--- Start ---
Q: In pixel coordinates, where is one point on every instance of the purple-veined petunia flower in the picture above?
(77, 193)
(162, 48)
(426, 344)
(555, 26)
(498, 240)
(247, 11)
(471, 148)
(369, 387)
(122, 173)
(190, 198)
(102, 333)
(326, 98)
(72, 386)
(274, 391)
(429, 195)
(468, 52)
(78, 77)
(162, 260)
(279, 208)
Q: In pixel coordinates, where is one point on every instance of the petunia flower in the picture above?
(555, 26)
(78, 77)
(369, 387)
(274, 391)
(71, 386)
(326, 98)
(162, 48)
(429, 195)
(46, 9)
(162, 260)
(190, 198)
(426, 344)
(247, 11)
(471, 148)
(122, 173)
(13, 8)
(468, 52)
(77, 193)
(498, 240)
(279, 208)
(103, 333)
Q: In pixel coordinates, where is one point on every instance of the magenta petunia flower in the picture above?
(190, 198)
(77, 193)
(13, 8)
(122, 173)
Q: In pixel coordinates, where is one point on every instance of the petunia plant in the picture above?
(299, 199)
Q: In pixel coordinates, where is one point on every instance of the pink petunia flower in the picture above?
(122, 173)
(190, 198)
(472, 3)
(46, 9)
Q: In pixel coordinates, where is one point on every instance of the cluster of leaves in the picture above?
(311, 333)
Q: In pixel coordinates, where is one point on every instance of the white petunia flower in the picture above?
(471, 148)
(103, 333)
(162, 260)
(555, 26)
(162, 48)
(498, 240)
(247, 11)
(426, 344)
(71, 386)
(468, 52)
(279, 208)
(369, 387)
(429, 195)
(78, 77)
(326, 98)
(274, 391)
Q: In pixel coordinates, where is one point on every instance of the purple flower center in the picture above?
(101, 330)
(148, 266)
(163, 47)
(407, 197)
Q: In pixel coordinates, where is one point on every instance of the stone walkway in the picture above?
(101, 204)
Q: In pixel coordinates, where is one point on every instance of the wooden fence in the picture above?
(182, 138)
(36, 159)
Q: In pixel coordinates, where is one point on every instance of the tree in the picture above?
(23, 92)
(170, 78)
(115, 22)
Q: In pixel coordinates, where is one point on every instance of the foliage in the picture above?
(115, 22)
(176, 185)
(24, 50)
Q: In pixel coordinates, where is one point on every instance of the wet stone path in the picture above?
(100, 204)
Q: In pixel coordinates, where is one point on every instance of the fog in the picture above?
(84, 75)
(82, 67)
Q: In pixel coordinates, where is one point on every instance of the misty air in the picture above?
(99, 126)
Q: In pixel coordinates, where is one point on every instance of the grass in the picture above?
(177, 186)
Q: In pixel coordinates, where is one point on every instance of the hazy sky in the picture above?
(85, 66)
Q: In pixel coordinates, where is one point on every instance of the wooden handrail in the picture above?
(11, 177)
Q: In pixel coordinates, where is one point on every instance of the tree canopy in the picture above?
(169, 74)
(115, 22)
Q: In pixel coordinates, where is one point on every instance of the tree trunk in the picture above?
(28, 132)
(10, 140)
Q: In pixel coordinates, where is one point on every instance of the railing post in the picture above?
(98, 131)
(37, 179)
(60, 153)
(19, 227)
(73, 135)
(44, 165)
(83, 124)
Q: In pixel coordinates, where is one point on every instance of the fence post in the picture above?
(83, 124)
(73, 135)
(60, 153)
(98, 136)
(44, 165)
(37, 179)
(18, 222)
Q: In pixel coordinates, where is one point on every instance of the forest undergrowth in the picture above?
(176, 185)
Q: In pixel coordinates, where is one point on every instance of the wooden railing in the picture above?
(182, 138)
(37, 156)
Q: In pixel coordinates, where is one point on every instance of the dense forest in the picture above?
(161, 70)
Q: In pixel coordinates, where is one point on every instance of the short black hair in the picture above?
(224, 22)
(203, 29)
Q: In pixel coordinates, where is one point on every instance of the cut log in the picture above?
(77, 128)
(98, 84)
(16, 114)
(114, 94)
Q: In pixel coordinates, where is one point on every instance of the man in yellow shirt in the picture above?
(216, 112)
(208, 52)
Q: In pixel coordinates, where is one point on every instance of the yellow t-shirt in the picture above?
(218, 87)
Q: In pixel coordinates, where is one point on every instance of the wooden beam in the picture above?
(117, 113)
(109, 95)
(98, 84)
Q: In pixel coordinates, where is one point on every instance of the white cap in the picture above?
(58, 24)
--- End ---
▶ _TASK BRIEF_: Copy the rows from the line containing "yellow shirt in the picture above?" through the end of the rows, changing "wooden beam" to "wooden plank" and keeping everything else the same.

▶ _REPLY TO THE EXERCISE_:
Q: In pixel coordinates, where is one point on every instance of the man in yellow shirt in the picture above?
(216, 112)
(208, 52)
Q: In pixel coordinates, where is one point on every instance of the yellow t-shirt in the picture above?
(218, 87)
Q: In pixel coordinates, where is one point on every instance of the wooden plank in the picture above?
(117, 113)
(109, 95)
(98, 84)
Q: In pixel coordinates, where is one point on every instance of the white cap in the picture above?
(58, 24)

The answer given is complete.